=== Exercise requirements ===
Pick up the committee speech on police and crime commissioners after its last sentence and carry it further.

Photo of Vernon Coaker Vernon Coaker Shadow Minister (Home Affairs) 1:00 pm, 17th February 2011

Good afternoon, Mr Chope. I welcome you back to the Chair and members of the Committee back to our last sitting. Unfortunately, judging by the Home Office programme, it seems that we will have more Bills, but I do not know whether we will all be members of the Committees that consider them.

Interestingly, I remember that when the Government were in opposition they said that it was ridiculous for the House to consider so many Home Office Bills in one year. I know that this is their first year in government and they are flushed with enthusiasm and excitement, but I remember being lectured at great length about being unable to scrutinise and plan such Bills properly—but that was in a different era.

The new clause is extremely important. Our debate on the Bill has been interesting—we have agreed with much of it in principle, but have sometimes disagreed, or required clarification, on its detail. That has not been the case with the provision for a single individual to be responsible for a police force, and the establishment of the police and crime commissioners. We will return, on Report, to the matter of one person being responsible for a huge geographical area, about which various concerns have been expressed by a range of stakeholders. It would be interesting if the Minister published all the responses that the Home Office received to that consultation, rather than only a summary. Publishing such a summary is usually a good way of hiding the fact that there has not been much support for a measure.

Photo of Vernon Coaker Vernon Coaker Shadow Minister (Home Affairs)

Perhaps the Minister will demonstrate that I am wrong by publishing all the responses.

The flaw at the heart of the Bill is that there is no proper check and balance on the work of the police and crime commissioner. I hear that concern everywhere I go. The Minister, people who surround the Prime Minister, and one or two others do not agree, but that does not alter the fact that the vast majority of people recognise that failure and its huge bearing on operational independence. Such concern is shared by the hon. Members for Edinburgh West and for Cambridge, judging by the number of amendments that they tabled to strengthen the power of the police and crime panel over the commissioner. The police and crime panel is a toothless watchdog. We have no draft of the memorandum of understanding between the commissioner and the constable on operational independence, which makes the concern even more acute.

People talk about operational dependence. I remind the Committee that the Metropolitan police have stated:

“Accountability is essential to securing an efficient and effective police service, as is the operational independence of Chief Officers.”

The Minister will say that he agrees, but those concerns are real. It has also stated:

“New governance structures must have operational independence as their overriding principle… Chief Officers must have the ‘space’ to do the job they were employed to do”.

Under the new clause, the Minister could say that he understands those fears and concerns, and knows what people are saying, but that they have no need to worry. He could say, “Don’t worry about it. I know there’s a problem, but the Bill sets up the new model in such a way that it won’t cause the problem people think”.

=== Data lines ===
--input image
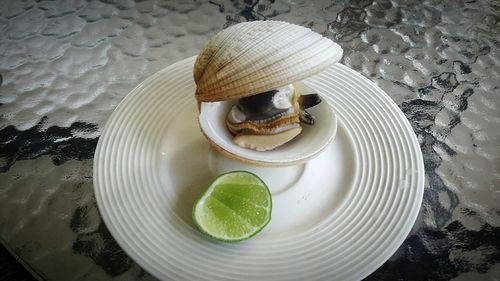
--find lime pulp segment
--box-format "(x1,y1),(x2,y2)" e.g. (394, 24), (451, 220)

=== Response ===
The Minister regards the Association of Police Authority Chief Executives as a dinosaur and its members as people who will not vote for their own demise at Christmas, people who are out of touch and standing in the way of the progressive nature of the new Government determined to bring democratic accountability to policing that has never existed before. I know all about the idealistic out-of-touch vision of where policing should go. Let us consider APACE, a body that the Minister listens to and agrees has greater validity than the Association of Police Authorities, although the hon. Member for Edinburgh West is a great fan of APA and often quotes it in support of his amendments. APACE says that

“There will be issues which the commissioner will consider legitimate in their governance but which chief constables will argue are a matter of operational independence. Examples include a promise to increase visibility of police officers in neighbourhoods or the use of sensitive counter-terrorism powers. Strong governance, together with the minimisation of potential conflict and confusion, will only be ensured by high quality and carefully crafted legislation.”

The new clause would give the Minister the opportunity to have the carefully crafted legislation wanted by APACE.

Paul McKeever, the chairman of the Police Federation, said that the

“commissioner should not be allowed to impinge on that operational side of policing. That is the sort of area that needs to be clarified as the Bill goes through Parliament, to ensure that there is an understanding and that we do not have bickering.”

The Association of Police Authorities, which I cannot resist quoting—notwithstanding the Minister’s view of its membership—said:

“The proposed system could therefore incentivize PCCs to seek conflict with Chief Officers”,

alluding to our earlier point about PCCs elected on a particular mandate to pursue a particular style of policing and to encourage chief constables to change how areas are policed.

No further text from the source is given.